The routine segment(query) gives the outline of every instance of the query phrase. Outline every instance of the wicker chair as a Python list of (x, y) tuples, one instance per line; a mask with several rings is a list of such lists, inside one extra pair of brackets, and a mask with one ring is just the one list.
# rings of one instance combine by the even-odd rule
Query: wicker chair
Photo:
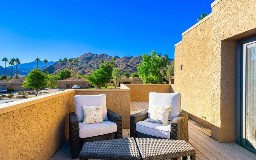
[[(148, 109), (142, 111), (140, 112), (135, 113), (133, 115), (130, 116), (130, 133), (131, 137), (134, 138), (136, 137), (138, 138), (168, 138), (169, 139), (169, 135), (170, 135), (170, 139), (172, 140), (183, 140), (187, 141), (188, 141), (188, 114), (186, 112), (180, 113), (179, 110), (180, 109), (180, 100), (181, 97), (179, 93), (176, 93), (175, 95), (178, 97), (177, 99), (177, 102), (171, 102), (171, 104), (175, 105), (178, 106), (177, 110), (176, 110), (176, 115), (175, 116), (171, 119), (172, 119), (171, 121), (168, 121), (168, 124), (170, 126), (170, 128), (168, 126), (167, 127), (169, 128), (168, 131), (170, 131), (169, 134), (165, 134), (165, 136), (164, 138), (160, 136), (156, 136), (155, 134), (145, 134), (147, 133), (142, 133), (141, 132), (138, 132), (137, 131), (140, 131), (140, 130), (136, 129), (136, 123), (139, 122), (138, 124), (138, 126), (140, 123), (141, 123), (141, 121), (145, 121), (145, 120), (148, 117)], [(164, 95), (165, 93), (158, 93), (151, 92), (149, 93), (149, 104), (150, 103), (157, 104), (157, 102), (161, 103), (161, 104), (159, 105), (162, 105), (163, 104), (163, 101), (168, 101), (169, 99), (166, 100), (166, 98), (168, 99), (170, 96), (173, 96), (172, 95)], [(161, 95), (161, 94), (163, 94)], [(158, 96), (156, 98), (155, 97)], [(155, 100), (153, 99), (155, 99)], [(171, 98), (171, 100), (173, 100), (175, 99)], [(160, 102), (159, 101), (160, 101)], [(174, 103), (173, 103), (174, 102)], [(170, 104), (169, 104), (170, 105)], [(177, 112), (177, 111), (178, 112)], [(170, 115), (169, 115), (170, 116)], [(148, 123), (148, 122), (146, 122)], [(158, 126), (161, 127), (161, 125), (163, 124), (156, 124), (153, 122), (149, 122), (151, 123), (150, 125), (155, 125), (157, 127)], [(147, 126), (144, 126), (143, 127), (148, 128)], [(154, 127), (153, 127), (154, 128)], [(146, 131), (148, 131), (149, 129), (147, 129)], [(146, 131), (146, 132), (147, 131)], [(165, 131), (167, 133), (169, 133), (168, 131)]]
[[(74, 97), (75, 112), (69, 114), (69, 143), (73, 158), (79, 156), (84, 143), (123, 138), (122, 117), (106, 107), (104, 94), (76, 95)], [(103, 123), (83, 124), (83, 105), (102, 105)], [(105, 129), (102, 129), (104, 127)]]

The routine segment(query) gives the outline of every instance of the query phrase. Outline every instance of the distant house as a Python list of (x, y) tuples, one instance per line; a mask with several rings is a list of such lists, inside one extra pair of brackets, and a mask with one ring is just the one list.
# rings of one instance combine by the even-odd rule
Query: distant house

- - -

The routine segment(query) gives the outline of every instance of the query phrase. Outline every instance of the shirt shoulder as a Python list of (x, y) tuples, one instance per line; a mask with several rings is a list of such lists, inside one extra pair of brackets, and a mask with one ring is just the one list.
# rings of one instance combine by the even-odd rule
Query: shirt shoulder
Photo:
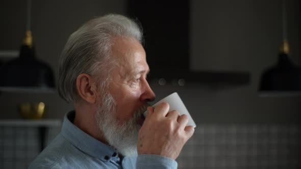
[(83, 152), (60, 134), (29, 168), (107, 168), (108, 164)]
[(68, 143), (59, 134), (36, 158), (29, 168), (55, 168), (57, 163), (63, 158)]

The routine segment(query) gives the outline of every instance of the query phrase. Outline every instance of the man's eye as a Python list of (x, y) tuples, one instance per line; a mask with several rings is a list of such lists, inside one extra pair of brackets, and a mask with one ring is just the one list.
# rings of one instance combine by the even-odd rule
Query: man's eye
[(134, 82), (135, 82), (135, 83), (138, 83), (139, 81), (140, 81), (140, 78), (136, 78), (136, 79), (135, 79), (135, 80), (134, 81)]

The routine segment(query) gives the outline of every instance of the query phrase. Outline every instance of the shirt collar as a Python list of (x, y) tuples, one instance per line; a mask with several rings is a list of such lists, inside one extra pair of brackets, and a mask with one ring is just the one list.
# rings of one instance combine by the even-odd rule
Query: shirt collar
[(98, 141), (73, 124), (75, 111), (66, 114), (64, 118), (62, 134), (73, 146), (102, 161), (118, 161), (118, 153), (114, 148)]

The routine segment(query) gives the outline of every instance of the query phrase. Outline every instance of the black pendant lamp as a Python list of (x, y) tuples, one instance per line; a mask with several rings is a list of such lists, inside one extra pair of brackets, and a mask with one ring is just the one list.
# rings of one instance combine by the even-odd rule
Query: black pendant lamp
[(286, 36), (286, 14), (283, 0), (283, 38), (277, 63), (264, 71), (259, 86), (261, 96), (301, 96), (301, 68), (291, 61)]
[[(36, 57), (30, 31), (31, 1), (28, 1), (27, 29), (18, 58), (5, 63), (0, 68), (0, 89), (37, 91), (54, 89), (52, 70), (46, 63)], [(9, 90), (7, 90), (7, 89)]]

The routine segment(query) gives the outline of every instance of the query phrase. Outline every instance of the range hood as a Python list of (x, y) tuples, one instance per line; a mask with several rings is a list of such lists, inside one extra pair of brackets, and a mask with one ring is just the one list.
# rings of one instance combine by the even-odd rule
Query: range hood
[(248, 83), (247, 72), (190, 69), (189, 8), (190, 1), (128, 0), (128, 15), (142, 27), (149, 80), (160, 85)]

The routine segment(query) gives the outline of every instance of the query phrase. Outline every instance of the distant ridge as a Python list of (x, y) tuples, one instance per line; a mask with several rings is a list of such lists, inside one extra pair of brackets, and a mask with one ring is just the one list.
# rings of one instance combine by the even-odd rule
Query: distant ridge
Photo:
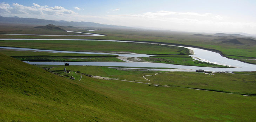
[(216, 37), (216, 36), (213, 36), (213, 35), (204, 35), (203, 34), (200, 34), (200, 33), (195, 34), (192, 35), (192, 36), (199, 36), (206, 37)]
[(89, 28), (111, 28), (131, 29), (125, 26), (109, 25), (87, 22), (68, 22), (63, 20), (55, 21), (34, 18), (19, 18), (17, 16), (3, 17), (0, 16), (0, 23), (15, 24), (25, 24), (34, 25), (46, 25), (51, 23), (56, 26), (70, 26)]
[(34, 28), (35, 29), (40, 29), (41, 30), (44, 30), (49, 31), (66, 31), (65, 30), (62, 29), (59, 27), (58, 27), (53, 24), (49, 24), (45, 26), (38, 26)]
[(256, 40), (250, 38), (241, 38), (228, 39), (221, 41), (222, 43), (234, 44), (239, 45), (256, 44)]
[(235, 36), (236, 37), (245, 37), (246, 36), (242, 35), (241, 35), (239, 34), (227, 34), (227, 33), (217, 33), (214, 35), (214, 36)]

- - -

**EXERCISE DIRECTIONS:** Rescale the lines from the line with "the distant ridge" to the line with "36), (206, 37)]", both included, by writing them all out again, requests too, with every polygon coordinate in the answers multiplied by 2.5 and rounded to a whole number, halves going up. Leave the pictures out of your answer.

**THE REPLY:**
The routine segment(query) gives the outline of every instance of the query phrase. Outline every instance of the distant ridge as a Python list of (x, y) tuples, one instance per line; a mask with several rings is a list of such lists, inside one extra pair of brackets, and a mask with one ring is just the one list.
# rings of one instance combine by the even-odd rule
Query: distant ridge
Photo:
[(540, 93), (540, 90), (533, 90), (533, 88), (510, 88), (508, 85), (500, 85), (500, 83), (488, 85), (480, 88), (480, 90), (498, 90), (515, 93)]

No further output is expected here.